A Yom Hillula (יום הילולא, day of festivity) is another word for yahrzeit or "death anniversary". However, it differs from a regular yahrzeit in two respects. It refers specifically to the yahrzeit of a great tzaddik "saint", and unlike a regular yahrzeit, which is marked with sadness or even fasting, a Yom Hillula is commemorated specifically through simcha "joy" and festive celebration.

The yom hillula is most often used in Hasidic Judaism to refer to the day of the death of rebbes (influential leaders), and also for historical thinkers and teachers of Kabbalah or Hasidic philosophy.

The observation of hilluloth for North African ascetic or mystical saints in Maghrebi Jewish communities is widespread, especially in Morocco, with the Hiloula of Rabbi Isaac Ben Walid and the Hiloula of Rabbi Haim Pinto among them, as well as the Baba Sali in the Israeli town of Netivot.

- DATA EXCERPT:
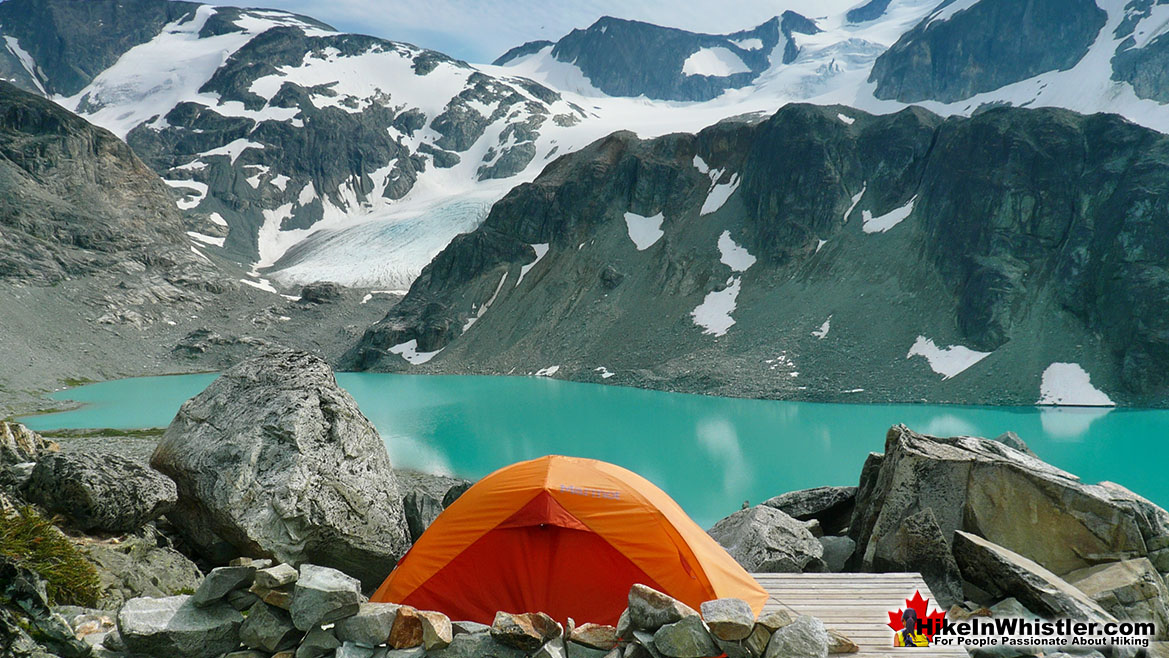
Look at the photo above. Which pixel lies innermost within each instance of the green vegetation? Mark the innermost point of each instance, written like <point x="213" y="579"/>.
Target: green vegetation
<point x="35" y="544"/>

- DIRECTIONS:
1. Rewrite the paragraph of the Yom Hillula passage that begins "A Yom Hillula (יום הילולא, day of festivity)" as a short list of its main facts.
2. Write what comes next in the Yom Hillula passage, picking up after its last sentence.

- YOUR WRITTEN ANSWERS:
1.
- A Yom Hillula (יום הילולא, "day of festivity") is another word for a yahrzeit, or death anniversary.
- It refers specifically to the yahrzeit of a great tzaddik, or "saint."
- A regular yahrzeit is marked with sadness or even fasting, but a Yom Hillula is commemorated with simcha ("joy") and festive celebration.

2.
==Rabbi Shimon Bar Yochai==

According to modern kabbalah, Lag BaOmer is the Hillula of Rabbi Shimon bar Yochai and/or the anniversary of his death. According to a late medieval tradition, Simeon ben Yochai is buried in Meron, and this association has spawned several well-known customs and practices on Lag BaOmer, including the lighting of bonfires and pilgrimages to Meron. The source for this idea appears to be a passage by Hayyim ben Joseph Vital, which read שמחת רשב״י "the celebration of Rabbi Shimon ben Yochai" but was mistakenly printed as שמת רשב״י "when Rabbi Shimon ben Yochai died", a difference of one letter. The actual origin of kabbalistic traditions of visiting Meron on any of several dates in the month of Iyar date to the Middle Ages; but it is not clear when, by whom, or in what way Lag baOmer was first connected to Shimon ben Yochai.